27.12.2007 | St. Johannes 21, 20-24 (Tag des Apostels und Evangelisten St. Johannes)

TAG DES APOSTELS UND EVANGELISTEN ST. JOHANNES – 27. DEZEMBER 2007 – PREDIGT ÜBER ST. JOHANNES 21,20-24

Petrus aber wandte sich um und sah den Jünger folgen, den Jesus lieb hatte, der auch beim Abendessen an seiner Brust gelegen und gesagt hatte: Herr, wer ist's, der dich verrät? Als Petrus diesen sah, spricht er zu Jesus: Herr, was wird aber mit diesem? Jesus spricht zu ihm: Wenn ich will, dass er bleibt, bis ich komme, was geht es dich an? Folge du mir nach! Da kam unter den Brüdern die Rede auf: Dieser Jünger stirbt nicht. Aber Jesus hatte nicht zu ihm gesagt: Er stirbt nicht, sondern: Wenn ich will, dass er bleibt, bis ich komme, was geht es dich an? Dies ist der Jünger, der dies alles bezeugt und aufgeschrieben hat, und wir wissen, dass sein Zeugnis wahr ist.

Zu Weihnachten oder gleich danach Geburtstag zu haben, ist für viele Betroffene nicht sehr schön. Normalerweise steht ja das Geburtstagskind an seinem Geburtstag im Mittelpunkt, gibt es nichts, was die anderen von diesem besonderen Anlass ablenken könnte. Aber zu Weihnachten geht dann der Geburtstag in der allgemeinen Festtagsstimmung so ein wenig unter – mal ganz abgesehen davon, dass auch die beiden Bescherungen letztlich zu einer zusammenfließen.

= Ausgewählte Zeilen =
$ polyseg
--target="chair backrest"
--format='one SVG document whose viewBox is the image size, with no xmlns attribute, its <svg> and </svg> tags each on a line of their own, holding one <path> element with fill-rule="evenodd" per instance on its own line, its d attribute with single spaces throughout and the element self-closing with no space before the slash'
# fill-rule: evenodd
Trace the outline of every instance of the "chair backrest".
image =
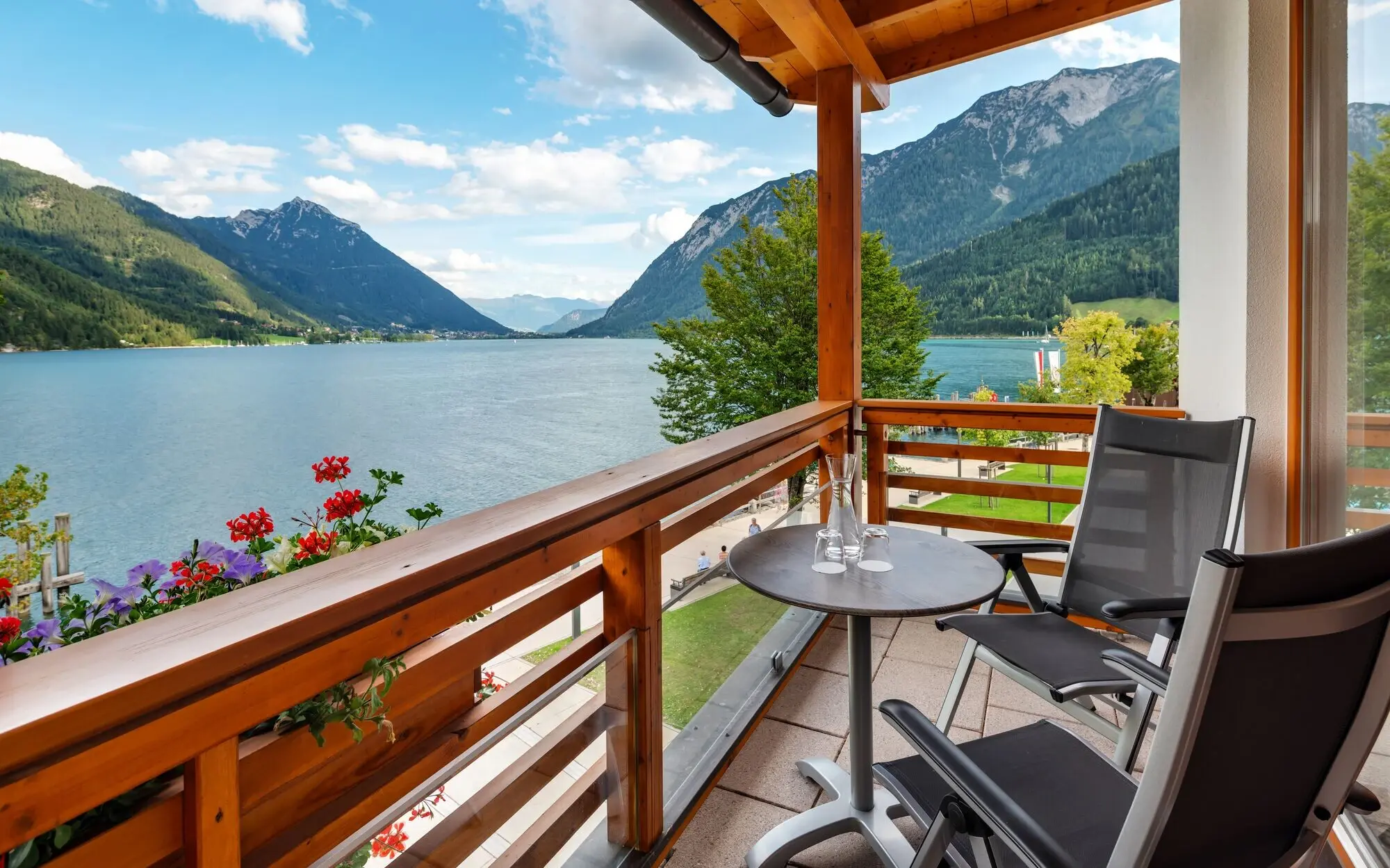
<svg viewBox="0 0 1390 868">
<path fill-rule="evenodd" d="M 1272 868 L 1323 846 L 1390 709 L 1390 527 L 1208 552 L 1109 868 Z"/>
<path fill-rule="evenodd" d="M 1234 548 L 1255 420 L 1191 421 L 1101 406 L 1062 576 L 1062 605 L 1186 597 L 1202 552 Z M 1118 625 L 1119 626 L 1119 625 Z M 1129 620 L 1152 638 L 1156 622 Z"/>
</svg>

= Schriftliche Aufgabe A =
Fasse die Predigt in zwei Sätzen zusammen.
= Schriftliche Aufgabe B =
Gib den Abschnitt der Predigt von „27.12.2007 | St.“ bis einschließlich „Zeugnis wahr ist.“ wieder und ändere dabei „Petrus“ in „Simon Petrus“.

= Schriftliche Antwort A =
Die Predigt beginnt mit Johannes 21,20-24: Petrus fragt Jesus nach dem Jünger, den Jesus lieb hatte, und Jesus antwortet, es gehe Petrus nichts an, ob dieser bleibe, bis er komme, und fordert ihn auf, ihm nachzufolgen; unter den Brüdern hieß es daraufhin, dieser Jünger sterbe nicht, was Jesus so aber nicht gesagt hatte. Danach heißt es, dass es für viele nicht schön ist, zu Weihnachten oder gleich danach Geburtstag zu haben, weil der Geburtstag dann in der allgemeinen Festtagsstimmung untergeht und die beiden Bescherungen zu einer zusammenfließen.

= Schriftliche Antwort B =
27.12.2007 | St. Johannes 21, 20-24 (Tag des Apostels und Evangelisten St. Johannes)

TAG DES APOSTELS UND EVANGELISTEN ST. JOHANNES – 27. DEZEMBER 2007 – PREDIGT ÜBER ST. JOHANNES 21,20-24

Simon Petrus aber wandte sich um und sah den Jünger folgen, den Jesus lieb hatte, der auch beim Abendessen an seiner Brust gelegen und gesagt hatte: Herr, wer ist's, der dich verrät? Als Simon Petrus diesen sah, spricht er zu Jesus: Herr, was wird aber mit diesem? Jesus spricht zu ihm: Wenn ich will, dass er bleibt, bis ich komme, was geht es dich an? Folge du mir nach! Da kam unter den Brüdern die Rede auf: Dieser Jünger stirbt nicht. Aber Jesus hatte nicht zu ihm gesagt: Er stirbt nicht, sondern: Wenn ich will, dass er bleibt, bis ich komme, was geht es dich an? Dies ist der Jünger, der dies alles bezeugt und aufgeschrieben hat, und wir wissen, dass sein Zeugnis wahr ist.